Your goal - Every line of the entries that holds the word "distant" is to be copied.

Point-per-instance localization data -

───

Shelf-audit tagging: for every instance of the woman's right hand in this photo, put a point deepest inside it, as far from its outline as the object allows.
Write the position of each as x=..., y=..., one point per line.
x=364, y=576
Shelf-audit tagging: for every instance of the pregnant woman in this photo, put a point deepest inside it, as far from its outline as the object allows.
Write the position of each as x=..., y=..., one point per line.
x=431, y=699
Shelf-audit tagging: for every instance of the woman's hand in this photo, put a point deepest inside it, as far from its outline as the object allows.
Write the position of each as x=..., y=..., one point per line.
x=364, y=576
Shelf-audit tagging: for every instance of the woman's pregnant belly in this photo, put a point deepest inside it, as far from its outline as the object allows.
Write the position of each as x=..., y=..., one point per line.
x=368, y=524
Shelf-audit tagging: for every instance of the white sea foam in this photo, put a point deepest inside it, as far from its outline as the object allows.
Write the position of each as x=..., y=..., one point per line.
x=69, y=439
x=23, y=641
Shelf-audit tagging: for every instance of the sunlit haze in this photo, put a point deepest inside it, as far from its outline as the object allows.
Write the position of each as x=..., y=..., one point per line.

───

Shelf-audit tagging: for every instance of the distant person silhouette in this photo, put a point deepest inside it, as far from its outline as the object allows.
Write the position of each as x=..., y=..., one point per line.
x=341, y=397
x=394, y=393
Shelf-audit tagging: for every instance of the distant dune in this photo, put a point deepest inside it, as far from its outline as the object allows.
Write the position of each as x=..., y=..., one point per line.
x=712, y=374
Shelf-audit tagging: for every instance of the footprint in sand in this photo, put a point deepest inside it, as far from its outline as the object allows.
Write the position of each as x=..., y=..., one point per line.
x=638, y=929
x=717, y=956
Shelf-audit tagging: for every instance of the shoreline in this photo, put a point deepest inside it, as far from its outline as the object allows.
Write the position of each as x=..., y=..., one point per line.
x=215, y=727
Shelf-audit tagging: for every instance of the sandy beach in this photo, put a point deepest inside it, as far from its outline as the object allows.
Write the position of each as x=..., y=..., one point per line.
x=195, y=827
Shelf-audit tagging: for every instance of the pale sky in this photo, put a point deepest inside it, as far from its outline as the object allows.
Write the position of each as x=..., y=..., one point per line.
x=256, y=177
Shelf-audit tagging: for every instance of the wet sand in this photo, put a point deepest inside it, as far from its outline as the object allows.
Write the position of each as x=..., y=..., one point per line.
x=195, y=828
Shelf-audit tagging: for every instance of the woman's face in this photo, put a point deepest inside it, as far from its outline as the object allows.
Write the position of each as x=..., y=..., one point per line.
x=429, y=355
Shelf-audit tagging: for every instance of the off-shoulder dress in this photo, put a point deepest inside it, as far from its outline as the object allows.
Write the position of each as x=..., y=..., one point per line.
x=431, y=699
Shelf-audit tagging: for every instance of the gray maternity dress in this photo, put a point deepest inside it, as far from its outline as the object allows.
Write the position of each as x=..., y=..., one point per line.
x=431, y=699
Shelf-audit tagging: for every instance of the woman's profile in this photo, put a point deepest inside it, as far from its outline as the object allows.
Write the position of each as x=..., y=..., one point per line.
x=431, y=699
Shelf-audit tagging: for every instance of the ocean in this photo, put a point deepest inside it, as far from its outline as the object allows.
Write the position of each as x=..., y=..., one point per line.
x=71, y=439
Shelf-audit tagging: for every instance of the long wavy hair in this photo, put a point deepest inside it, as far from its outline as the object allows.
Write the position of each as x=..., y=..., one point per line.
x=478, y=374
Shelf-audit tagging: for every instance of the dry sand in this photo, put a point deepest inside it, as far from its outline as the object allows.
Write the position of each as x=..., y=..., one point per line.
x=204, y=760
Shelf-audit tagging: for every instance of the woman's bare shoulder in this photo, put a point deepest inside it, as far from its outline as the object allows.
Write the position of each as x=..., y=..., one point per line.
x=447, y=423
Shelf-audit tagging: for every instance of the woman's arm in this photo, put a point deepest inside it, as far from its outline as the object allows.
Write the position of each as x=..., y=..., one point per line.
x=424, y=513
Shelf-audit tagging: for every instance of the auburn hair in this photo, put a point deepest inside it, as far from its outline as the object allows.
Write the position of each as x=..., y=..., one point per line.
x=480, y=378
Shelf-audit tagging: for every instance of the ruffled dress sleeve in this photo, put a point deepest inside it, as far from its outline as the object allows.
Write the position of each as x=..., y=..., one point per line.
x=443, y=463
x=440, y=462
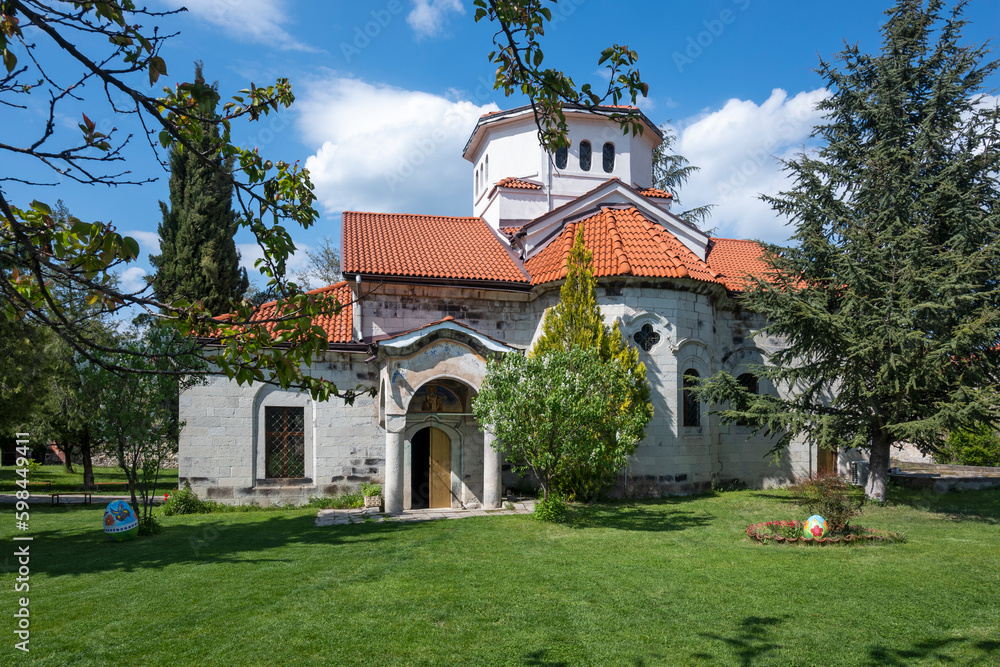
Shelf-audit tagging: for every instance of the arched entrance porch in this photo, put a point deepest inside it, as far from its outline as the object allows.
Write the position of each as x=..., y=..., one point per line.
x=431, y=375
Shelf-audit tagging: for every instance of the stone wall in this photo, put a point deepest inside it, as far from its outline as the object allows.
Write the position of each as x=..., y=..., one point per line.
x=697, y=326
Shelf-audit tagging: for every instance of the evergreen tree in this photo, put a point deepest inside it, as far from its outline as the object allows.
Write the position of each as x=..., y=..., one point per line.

───

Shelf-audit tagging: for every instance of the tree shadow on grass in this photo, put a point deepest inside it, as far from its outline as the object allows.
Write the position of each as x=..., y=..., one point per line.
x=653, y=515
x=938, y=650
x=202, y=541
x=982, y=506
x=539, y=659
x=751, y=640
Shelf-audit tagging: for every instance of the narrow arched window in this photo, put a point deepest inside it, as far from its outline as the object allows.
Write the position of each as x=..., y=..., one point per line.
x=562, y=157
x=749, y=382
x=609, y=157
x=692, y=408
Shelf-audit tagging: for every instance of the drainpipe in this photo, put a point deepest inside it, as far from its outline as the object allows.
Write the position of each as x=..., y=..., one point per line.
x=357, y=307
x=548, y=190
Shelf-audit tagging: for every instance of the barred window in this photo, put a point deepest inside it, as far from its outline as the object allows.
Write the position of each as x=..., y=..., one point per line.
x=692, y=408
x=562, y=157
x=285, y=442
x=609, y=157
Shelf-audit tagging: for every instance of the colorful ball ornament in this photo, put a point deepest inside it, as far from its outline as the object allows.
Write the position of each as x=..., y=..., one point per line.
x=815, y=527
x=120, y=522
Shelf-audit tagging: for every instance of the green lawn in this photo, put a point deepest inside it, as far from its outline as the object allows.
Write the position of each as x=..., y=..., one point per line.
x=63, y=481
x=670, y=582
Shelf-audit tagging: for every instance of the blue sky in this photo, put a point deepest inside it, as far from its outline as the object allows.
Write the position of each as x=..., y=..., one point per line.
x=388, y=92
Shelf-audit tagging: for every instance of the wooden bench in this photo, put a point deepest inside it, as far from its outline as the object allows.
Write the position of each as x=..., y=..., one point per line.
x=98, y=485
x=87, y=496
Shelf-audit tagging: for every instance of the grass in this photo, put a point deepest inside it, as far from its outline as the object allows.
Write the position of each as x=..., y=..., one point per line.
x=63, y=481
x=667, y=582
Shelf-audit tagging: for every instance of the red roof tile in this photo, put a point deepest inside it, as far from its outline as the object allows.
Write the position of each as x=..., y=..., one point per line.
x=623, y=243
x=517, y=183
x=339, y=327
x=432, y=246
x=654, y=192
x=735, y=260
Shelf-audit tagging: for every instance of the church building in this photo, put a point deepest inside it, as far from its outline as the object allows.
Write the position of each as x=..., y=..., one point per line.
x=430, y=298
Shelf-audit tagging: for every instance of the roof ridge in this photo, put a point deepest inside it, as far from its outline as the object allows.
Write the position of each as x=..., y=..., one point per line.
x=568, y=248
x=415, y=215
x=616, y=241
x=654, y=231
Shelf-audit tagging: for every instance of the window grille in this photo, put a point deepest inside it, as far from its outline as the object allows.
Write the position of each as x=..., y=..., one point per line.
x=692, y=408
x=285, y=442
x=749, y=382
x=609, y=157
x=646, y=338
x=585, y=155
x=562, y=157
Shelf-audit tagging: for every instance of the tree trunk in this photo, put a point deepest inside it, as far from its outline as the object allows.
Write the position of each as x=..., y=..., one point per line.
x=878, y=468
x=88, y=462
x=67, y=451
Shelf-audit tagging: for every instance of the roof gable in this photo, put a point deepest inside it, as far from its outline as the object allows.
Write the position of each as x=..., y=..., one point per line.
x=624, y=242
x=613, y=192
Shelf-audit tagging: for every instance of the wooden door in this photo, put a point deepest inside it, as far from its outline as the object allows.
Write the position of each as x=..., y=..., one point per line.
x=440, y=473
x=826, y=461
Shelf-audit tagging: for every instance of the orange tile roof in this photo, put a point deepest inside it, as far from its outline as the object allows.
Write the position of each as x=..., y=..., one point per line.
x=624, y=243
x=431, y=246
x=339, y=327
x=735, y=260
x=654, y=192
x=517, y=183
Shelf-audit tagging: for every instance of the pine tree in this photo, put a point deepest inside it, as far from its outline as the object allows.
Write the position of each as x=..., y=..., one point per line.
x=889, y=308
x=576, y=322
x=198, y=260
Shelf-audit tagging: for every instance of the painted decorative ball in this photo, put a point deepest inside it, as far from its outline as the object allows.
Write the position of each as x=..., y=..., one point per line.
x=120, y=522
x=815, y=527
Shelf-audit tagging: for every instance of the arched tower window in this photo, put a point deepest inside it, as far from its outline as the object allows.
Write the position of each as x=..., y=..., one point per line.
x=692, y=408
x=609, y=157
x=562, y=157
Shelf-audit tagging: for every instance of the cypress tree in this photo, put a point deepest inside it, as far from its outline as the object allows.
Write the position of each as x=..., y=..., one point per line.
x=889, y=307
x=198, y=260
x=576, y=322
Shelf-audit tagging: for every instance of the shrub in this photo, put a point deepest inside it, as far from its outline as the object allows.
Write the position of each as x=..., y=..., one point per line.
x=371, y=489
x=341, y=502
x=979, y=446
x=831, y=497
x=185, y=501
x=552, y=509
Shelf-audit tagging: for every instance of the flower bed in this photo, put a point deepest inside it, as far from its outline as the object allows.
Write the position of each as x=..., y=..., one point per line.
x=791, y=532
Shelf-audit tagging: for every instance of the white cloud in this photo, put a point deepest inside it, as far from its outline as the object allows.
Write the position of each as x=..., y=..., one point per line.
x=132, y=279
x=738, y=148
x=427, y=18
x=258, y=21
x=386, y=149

───

Answer for the task -
Shelf-audit tagging: for every instance of the distant person silhouette in this photo, put a point deepest inside it, as far from its outline as the object allows.
Shelf-audit tagging: for every instance of the distant dune in this photo, put a point deepest inside it, as far from its outline as the object allows.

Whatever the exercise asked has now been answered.